Interest groups developed and organized by faculty and students play a particularly active role in the life of the Centre. These groups maintain their own listserve and organize regular discussions and seminars. This is a great way to meet and discuss issues of common interest and perhaps even find new collaborations. If you would like to propose a new interest group please contact the Director.
The Zooarchaeology Interest Group has convened biweekly (Fridays from 11am to 1pm in the Archaeology Centre Board Room, AP140) since September 2007. We discuss new and old issues of zooarchaeological method and theory. We also host guest lecturers and provide a casual arena for our group members to present and receive input on their own research. Anyone who is interested in participating or attending these meetings can contact Dr. Genevieve Dewar ( firstname.lastname@example.org) for further information.
The Ceramics Interest Group is aimed at anyone working with, or interested in learning more about, ceramic artefacts, such as pottery, clay figurines or even architectural artefacts. Ceramics often form the most abundant traces of human activity in the archaeological record, as well as providing useful studies for ethnoarchaeological research, and experimental approaches, within current anthropology and archaeology. This interest group attracts a wide range of researchers, willing to share and explore the multidisciplinary techniques required to understand these complex facets of material culture. If you are interested in participating, please contact Stanley Klassen ( email@example.com) for more details.

# [INSTRUCTIONS]
• a. Copy the passage of the interest group description between "Interest groups developed" and "contact the Director.", inclusive.
• b. Repeat the entries between the lines holding "Question. Provide a point on each instance of the shoulder" and "x=150, y=865", inclusive, reproducing only those lines.

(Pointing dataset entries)

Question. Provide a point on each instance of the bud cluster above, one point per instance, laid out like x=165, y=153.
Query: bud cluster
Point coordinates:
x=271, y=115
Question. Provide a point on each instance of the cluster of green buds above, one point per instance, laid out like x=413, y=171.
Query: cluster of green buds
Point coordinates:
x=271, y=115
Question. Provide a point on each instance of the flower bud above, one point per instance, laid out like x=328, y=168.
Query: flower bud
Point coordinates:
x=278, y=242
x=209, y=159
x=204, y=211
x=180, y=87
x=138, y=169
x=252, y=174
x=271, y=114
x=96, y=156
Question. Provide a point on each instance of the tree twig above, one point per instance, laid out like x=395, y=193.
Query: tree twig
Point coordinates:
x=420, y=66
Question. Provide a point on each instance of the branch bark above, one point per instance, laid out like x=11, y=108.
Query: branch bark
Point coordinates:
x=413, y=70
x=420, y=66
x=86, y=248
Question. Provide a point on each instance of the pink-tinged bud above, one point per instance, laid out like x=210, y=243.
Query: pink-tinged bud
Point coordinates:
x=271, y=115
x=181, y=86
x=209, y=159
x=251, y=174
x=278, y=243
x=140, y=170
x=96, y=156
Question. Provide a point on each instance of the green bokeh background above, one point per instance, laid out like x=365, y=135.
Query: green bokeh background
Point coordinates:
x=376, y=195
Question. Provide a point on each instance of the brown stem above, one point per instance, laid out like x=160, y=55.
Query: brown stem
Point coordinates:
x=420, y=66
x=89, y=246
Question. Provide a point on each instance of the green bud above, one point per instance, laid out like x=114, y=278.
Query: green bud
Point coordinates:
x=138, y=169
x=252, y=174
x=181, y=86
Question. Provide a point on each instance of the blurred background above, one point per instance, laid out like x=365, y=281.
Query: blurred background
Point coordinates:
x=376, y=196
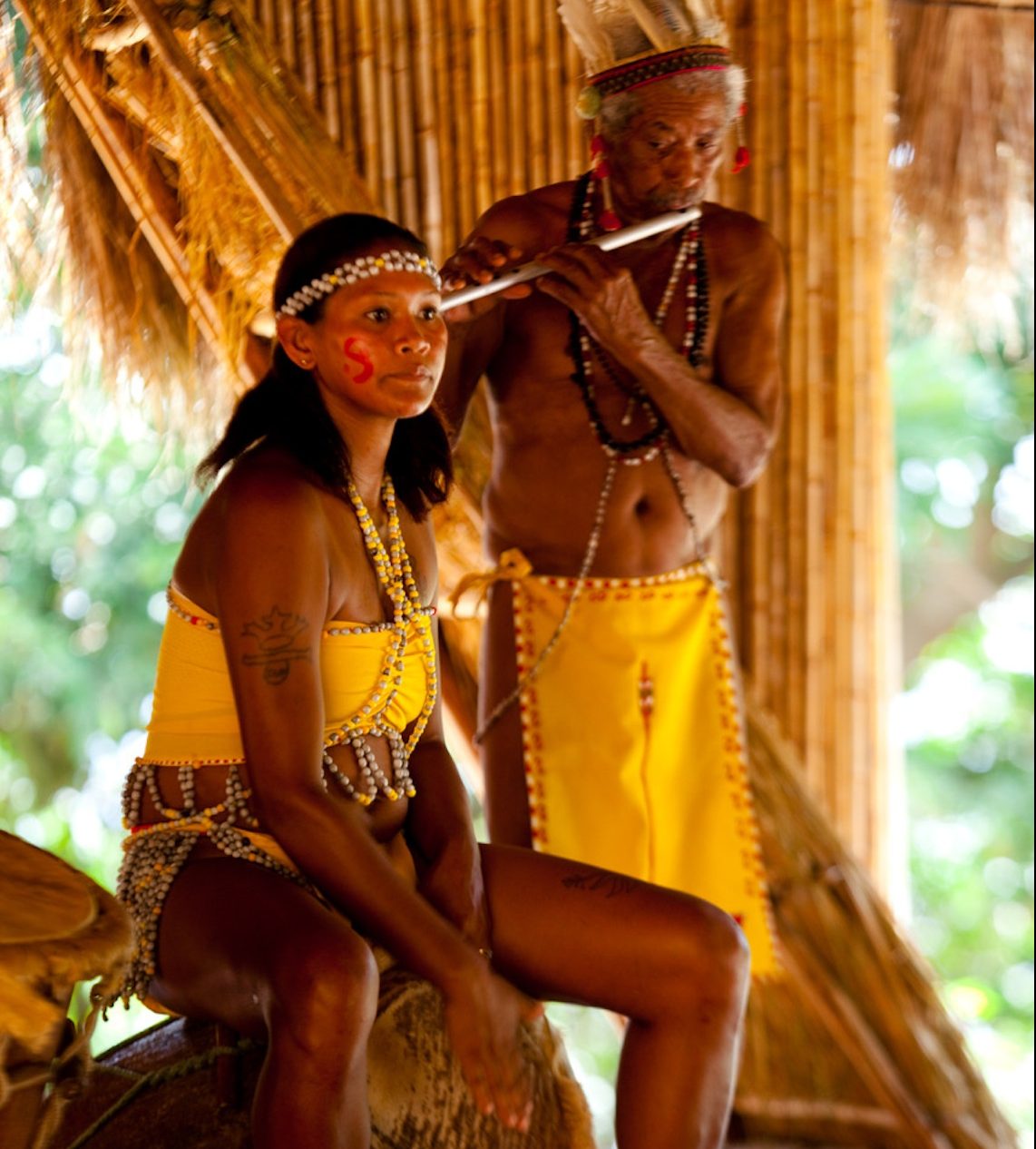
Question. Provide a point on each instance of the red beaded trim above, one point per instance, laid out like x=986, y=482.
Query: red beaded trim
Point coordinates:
x=635, y=73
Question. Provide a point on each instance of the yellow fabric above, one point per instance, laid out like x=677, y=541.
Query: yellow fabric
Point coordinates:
x=194, y=718
x=643, y=673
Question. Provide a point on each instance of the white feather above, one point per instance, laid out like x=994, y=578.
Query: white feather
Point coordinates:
x=592, y=44
x=651, y=26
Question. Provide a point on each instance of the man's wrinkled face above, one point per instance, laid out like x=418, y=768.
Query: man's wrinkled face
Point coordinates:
x=668, y=153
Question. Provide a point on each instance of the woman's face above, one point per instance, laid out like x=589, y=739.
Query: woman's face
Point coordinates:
x=378, y=347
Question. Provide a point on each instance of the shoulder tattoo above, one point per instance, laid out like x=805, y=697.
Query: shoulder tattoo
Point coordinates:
x=609, y=884
x=275, y=635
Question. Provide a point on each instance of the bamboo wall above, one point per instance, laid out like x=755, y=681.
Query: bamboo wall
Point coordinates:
x=445, y=106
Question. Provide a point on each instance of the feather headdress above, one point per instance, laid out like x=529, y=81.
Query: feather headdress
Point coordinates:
x=629, y=43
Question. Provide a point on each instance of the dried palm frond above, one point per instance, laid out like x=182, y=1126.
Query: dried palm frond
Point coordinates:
x=963, y=155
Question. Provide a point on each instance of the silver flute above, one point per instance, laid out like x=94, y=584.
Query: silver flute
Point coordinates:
x=608, y=242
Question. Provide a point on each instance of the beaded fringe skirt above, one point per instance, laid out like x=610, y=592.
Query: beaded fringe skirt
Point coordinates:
x=150, y=865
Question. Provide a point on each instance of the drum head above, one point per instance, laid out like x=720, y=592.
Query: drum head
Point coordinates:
x=42, y=899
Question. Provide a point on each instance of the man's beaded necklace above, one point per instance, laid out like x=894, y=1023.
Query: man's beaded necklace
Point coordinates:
x=654, y=443
x=396, y=578
x=583, y=349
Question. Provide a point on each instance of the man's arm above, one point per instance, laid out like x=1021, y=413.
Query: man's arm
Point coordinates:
x=728, y=424
x=503, y=237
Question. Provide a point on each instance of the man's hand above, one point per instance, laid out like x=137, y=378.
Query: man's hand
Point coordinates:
x=601, y=292
x=479, y=262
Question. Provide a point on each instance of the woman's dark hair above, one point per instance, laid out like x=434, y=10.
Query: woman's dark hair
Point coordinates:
x=285, y=406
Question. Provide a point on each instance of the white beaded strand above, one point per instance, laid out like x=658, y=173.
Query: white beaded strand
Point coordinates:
x=353, y=271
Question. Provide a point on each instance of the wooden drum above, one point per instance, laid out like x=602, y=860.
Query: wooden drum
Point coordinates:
x=56, y=928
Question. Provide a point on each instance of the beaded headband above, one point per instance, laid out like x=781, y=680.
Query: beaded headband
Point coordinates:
x=364, y=267
x=630, y=43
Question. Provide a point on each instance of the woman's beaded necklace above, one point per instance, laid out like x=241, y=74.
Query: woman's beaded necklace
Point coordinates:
x=396, y=578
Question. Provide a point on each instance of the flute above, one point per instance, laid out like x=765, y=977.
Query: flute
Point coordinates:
x=608, y=242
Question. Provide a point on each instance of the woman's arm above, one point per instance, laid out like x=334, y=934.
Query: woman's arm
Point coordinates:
x=271, y=580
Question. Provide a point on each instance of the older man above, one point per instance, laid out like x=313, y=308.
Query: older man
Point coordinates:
x=629, y=391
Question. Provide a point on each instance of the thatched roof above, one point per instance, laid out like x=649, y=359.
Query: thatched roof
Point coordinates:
x=963, y=147
x=214, y=137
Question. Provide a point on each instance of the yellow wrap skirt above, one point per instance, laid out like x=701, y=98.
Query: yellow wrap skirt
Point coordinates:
x=631, y=739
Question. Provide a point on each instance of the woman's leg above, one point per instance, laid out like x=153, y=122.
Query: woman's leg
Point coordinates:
x=244, y=946
x=673, y=964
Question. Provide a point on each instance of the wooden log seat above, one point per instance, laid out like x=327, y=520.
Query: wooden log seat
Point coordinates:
x=188, y=1085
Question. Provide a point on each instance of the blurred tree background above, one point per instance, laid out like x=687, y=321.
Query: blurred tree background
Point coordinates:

# [SOLUTIONS IN ORDER]
• a.
Interest groups developed and organized by faculty and students play a particularly active role in the life of the Centre. These groups maintain their own listserve and organize regular discussions and seminars. This is a great way to meet and discuss issues of common interest and perhaps even find new collaborations. If you would like to propose a new interest group please contact the Director.

• b.
Question. Provide a point on each instance of the shoulder tattoo above, one point per instance, laid out like x=805, y=697.
Query: shoulder tattoo
Point coordinates:
x=609, y=884
x=275, y=635
Question. Provide a point on each instance of the bamboo wall above, one point per instance, laid out like x=755, y=681.
Query: bamboo wall
Point coordinates:
x=445, y=106
Question. Provide a point on each instance of the feather headdress above, one point per instance, laid out like x=529, y=81.
Query: feather headdress
Point coordinates:
x=629, y=43
Question. Provide a point on each instance of the dried palm frond above, one point per instance, laid out like x=182, y=1126.
Query: dried palm frond
Point coordinates:
x=963, y=155
Question. Provide a point on each instance of the silver flute above, one point per instance, laid out like x=94, y=584.
Query: silver flute
Point coordinates:
x=608, y=242
Question. Provide a point on each instance of the beaded fringe skirt above, one point per instance, laid out like x=610, y=592.
Query: beaded fringe skirt
Point coordinates:
x=150, y=865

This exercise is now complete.